WORK TASK. Each line that has the string "draw" must be copied from the records below.

(Dataset entries)
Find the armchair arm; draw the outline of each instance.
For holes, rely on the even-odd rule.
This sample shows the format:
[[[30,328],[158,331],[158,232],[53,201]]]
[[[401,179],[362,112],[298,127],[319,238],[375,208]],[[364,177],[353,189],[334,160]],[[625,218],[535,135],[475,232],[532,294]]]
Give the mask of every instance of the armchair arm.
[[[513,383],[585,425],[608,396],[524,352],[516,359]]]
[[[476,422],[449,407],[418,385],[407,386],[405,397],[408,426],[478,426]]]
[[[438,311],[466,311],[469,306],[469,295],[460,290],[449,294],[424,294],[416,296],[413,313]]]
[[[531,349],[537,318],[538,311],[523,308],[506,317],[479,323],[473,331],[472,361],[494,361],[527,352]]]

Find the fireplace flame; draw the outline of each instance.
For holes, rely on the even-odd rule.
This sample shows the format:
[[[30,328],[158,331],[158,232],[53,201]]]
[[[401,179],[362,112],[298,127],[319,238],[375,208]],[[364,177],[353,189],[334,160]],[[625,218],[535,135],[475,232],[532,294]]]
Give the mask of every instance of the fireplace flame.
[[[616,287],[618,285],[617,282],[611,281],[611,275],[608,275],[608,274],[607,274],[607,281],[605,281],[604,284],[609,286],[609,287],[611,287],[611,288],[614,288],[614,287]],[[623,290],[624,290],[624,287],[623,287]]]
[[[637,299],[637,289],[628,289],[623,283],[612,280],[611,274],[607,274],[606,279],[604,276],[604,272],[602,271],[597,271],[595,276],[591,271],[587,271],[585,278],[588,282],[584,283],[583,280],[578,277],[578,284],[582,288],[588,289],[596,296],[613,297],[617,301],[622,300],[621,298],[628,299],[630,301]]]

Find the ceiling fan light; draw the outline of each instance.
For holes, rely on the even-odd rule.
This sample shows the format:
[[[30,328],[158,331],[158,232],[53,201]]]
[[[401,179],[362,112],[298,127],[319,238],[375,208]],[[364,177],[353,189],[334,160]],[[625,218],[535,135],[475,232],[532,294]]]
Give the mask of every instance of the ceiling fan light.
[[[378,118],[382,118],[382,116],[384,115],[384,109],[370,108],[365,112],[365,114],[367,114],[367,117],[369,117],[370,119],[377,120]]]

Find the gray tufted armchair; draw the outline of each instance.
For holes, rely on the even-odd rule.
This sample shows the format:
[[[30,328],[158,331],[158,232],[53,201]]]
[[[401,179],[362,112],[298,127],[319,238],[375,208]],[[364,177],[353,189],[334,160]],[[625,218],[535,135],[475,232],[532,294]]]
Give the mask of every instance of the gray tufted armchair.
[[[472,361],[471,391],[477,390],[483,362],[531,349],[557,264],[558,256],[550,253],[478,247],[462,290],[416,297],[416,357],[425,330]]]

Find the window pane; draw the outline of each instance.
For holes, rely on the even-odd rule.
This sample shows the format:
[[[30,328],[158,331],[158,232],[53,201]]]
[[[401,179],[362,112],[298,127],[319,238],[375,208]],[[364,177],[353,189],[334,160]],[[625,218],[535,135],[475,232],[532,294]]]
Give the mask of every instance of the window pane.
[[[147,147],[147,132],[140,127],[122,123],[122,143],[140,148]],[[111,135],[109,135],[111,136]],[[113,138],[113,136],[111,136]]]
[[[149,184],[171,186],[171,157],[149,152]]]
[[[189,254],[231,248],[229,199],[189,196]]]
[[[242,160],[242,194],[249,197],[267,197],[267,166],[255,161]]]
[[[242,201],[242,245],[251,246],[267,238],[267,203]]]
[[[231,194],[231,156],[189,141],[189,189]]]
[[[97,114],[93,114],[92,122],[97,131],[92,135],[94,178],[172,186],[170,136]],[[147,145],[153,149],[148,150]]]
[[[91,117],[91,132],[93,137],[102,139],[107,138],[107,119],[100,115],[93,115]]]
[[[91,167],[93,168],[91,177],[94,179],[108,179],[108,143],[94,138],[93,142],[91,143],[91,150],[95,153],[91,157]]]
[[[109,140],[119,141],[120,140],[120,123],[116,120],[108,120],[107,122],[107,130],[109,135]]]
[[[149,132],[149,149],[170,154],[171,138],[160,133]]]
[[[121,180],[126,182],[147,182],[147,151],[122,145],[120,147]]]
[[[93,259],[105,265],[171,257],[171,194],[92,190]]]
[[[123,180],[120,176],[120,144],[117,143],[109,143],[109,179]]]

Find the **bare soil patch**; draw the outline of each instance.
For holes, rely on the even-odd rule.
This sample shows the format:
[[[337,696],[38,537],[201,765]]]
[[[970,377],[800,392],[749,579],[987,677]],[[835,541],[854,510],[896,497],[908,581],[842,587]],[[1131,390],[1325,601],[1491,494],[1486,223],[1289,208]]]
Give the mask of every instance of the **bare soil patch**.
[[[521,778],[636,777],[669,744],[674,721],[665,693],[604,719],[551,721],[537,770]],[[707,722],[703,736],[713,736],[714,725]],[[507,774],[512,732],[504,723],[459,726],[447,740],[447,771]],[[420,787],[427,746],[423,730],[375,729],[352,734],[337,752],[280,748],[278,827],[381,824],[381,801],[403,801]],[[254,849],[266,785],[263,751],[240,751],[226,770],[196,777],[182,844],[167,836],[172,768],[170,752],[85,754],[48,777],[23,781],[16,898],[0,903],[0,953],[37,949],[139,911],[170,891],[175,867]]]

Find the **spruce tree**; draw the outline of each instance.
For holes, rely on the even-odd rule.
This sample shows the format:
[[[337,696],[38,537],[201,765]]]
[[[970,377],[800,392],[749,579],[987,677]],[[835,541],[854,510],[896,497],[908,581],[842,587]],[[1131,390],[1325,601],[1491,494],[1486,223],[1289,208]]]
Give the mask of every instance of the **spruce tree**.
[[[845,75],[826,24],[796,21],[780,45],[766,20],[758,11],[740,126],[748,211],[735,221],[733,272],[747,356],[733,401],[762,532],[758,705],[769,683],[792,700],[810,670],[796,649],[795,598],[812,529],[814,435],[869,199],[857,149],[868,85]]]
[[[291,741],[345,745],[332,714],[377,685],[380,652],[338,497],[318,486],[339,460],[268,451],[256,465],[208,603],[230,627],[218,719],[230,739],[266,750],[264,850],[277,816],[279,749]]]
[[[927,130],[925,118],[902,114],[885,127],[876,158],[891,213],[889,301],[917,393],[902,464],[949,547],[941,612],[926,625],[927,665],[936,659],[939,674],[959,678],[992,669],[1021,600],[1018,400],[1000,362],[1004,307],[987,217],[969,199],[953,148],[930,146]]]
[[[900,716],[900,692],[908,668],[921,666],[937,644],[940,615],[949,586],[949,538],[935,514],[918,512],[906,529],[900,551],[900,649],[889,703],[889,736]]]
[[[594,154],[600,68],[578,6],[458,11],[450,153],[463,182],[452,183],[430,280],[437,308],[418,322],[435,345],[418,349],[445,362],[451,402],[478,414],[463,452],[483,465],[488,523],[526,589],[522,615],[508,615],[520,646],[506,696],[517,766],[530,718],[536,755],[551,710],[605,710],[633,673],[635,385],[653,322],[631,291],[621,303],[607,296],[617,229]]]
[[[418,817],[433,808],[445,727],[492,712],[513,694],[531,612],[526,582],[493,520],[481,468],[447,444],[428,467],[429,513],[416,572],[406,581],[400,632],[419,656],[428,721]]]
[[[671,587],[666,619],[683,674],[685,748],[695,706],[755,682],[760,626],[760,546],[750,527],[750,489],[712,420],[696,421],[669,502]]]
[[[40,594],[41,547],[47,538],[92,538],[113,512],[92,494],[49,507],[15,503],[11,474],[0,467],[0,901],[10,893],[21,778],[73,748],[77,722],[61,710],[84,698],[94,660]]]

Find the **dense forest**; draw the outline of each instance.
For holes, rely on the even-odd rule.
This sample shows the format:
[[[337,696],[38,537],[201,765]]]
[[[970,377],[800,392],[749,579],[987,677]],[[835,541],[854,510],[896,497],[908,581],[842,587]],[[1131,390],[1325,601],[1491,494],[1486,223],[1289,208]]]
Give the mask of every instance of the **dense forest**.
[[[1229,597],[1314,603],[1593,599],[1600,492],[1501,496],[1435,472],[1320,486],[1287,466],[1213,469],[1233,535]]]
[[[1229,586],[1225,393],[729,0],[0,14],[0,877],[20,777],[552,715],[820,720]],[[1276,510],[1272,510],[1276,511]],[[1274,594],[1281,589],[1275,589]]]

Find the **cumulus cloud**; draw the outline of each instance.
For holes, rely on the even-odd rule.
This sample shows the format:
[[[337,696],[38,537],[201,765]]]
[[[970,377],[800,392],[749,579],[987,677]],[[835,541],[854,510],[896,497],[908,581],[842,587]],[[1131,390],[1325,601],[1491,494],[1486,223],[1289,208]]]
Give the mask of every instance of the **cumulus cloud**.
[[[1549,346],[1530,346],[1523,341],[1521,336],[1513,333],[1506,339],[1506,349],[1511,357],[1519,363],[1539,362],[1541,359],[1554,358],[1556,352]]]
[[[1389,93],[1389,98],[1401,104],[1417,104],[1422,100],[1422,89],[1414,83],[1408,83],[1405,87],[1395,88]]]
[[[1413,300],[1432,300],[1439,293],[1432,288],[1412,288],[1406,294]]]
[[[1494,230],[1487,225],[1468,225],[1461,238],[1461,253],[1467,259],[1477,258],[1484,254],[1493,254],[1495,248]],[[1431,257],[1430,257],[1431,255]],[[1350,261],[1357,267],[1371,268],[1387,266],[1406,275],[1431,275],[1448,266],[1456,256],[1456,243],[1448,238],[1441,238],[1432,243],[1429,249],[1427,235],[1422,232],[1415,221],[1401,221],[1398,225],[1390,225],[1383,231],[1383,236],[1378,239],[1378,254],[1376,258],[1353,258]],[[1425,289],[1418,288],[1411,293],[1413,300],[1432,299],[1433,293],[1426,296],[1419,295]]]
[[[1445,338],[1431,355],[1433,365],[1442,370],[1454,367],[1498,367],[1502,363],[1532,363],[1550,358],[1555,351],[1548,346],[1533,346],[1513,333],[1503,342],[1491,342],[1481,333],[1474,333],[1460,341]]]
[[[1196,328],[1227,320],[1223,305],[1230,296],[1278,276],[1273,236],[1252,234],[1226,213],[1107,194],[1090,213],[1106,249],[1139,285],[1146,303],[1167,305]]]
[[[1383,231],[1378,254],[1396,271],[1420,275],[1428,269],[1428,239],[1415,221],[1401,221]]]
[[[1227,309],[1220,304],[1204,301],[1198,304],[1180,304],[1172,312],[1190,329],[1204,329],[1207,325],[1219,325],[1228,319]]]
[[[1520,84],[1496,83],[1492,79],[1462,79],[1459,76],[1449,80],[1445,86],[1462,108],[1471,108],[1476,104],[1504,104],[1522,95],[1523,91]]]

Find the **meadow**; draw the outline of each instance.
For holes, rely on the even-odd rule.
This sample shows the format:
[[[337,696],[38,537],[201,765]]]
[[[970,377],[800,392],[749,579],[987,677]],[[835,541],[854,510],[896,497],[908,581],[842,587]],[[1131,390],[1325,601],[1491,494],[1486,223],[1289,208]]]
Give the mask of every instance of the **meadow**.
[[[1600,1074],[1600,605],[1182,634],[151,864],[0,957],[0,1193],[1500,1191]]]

WRITTEN RESPONSE.
Find the armchair arm; draw the outline of each instance.
Find the fireplace flame; draw the outline of each instance.
Find the ceiling fan light; draw the outline of each instance.
Find the gray tufted armchair; draw the outline of each instance.
Find the window pane; draw the outline of each instance.
Find the **bare soil patch**; draw the outline of each instance.
Find the **spruce tree**; draw the outline of each instance.
Find the **dense forest**; draw the outline of each instance.
Find the **cumulus cloud**; draw the outline of each instance.
Find the **meadow**; draw the outline of each instance.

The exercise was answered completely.